§ Passage provided
- - -

Tickle Me with Your Adjective Feather

It’s time once again to explore the craft of writing a great logline. This week, we’re going to look at what a good adjective does to a logline.

Let’s take some rather bland Hollywood movie loglines and see what we can do with adjectives to improve them. We’ll do a two films from previous articles, and we’ll also do a new one so you can see the process a little better.

Jurassic Park: A scientist must protect two children when a dinosaur park goes haywire and the monsters go on rampage.

Pirates of the Caribbean – Curse of the Black Pearl: When the governor’s daughter is kidnapped by a band of pirates, her lover must join forces with a pirate captain to save her before she is sacrificed to lift a curse.

How to Train Your Dragon: Against the traditions of his Viking tribe, a boy befriends a dragon and discovers secrets about the creatures that will change his tribe’s way of life forever.

All of these loglines are missing a key ingredient. We need to describe our characters with a good, imagination-tickling adjective. What we’re after here is a descriptive word that gives our reader a feel for who the character is. Let’s jump in and take it from the top.

For our Jurassic Park logline, we have to describe the scientist. To find our adjective, we can make a list of words that could describe him.

  • Adventurous
  • Tall
  • Kid-hating
  • Rough
  • Computer-breaking

If you’ve read the previous posts in this series, you know that I’m going to pick kid-hating from this list. That’s because it sets up the conflict and irony of the situation better than the other choices.

Jurassic Park: A kid-hating scientist must protect two children when a dinosaur park goes haywire and the monsters go on rampage.

Okay, that one was pretty easy because we only needed one adjective. Let’s try Pirates of the Caribbean, where we need to describe several characters. We need adjectives for the pirates, lover, and pirate captain. (We could also do the daughter, but we’ll keep it to three for this example.)

Let’s brainstorm for the pirates.

  • Angry
  • Cursed
  • Smelly
  • Flea-bitten
  • Undead

Undead could work here, but since we bring in the curse later, let’s use cursed to set it up so that the curse doesn’t come out of nowhere at the end.

Now let’s do the lover.

  • Scrupulous
  • Brave
  • Blacksmith
  • Legolas-look-alike
  • Lovestruck

Much as I’d like to go with Legolas-look-alike, that’s not going to work here. Lovestruck is just redundant (Jordan was groping for adjectives, can you tell?), and blacksmith tells us nothing about his character. I used brave in a previous post, but I’m going to go with scrupulous this time. Again, it plays to the irony of this upright young man joining up with a pirate captain to get the job done. And speaking of the pirate captain…

  • Tipsy
  • Perpetually drunk
  • Half-mad
  • Carefree
  • Untrustworthy

I struggled with this one when I wrote the logline before, but I settled on half-mad because the character is portrayed as somewhat not all there. Here’s our final logline:

Pirates of the Caribbean – Curse of the Black Pearl: When the governor’s daughter is kidnapped by a band of cursed pirates, her scrupulous lover must join forces with a half-mad pirate captain to save her before she is sacrificed to lift the curse.

- - -

§ Requests
A. Do these statements agree with the logline post? Answer yes or no for each and quote the words that decide it.
(i) For the pirates, the writer picks "undead."
(ii) The writer describes the pirate captain as "half-mad."
(iii) The Jurassic Park logline needed only one adjective.
B. Answer these questions from the logline post.
(i) Which adjective did the writer use for the lover in a previous post?
(ii) In the Pirates of the Caribbean logline, which three characters get adjectives?
(iii) Why does the writer choose "kid-hating" for the scientist?
The records are separate from the logline post.

- - -

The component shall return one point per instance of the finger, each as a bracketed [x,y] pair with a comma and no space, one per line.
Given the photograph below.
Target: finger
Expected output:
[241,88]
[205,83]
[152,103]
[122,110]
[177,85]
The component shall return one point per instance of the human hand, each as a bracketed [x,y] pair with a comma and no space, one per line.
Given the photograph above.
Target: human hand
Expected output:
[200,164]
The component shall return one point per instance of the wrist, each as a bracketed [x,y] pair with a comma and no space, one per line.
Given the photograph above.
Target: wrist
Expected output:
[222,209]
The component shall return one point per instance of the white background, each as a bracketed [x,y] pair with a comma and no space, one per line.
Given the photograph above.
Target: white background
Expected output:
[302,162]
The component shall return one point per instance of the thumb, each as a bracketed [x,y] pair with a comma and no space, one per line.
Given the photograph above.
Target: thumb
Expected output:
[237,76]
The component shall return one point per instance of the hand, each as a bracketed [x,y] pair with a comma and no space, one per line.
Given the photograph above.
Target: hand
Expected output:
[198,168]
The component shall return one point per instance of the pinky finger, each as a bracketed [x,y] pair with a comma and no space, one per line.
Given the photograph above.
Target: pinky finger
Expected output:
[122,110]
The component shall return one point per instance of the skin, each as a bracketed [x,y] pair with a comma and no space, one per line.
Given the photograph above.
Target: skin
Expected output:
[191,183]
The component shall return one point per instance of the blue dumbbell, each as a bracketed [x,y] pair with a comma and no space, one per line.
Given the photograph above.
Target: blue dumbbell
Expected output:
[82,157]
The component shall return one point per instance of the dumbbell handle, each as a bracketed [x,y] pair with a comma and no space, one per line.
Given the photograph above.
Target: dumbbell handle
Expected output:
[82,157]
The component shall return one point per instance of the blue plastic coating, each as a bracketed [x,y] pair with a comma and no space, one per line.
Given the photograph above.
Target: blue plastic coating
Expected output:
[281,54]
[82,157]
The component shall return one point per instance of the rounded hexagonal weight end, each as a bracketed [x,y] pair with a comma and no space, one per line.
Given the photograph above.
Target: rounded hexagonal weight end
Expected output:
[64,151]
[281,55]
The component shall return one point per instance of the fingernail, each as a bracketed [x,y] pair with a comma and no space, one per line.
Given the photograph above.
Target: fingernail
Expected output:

- - -

§ Answers per task
A.
(i) No: "let’s use cursed to set it up so that the curse doesn’t come out of nowhere at the end"
(ii) Yes: "I settled on half-mad because the character is portrayed as somewhat not all there"
(iii) Yes: "that one was pretty easy because we only needed one adjective"

B.
(i) Brave.
(ii) The pirates, the lover, and the pirate captain.
(iii) It sets up the conflict and irony of the situation better than the other choices.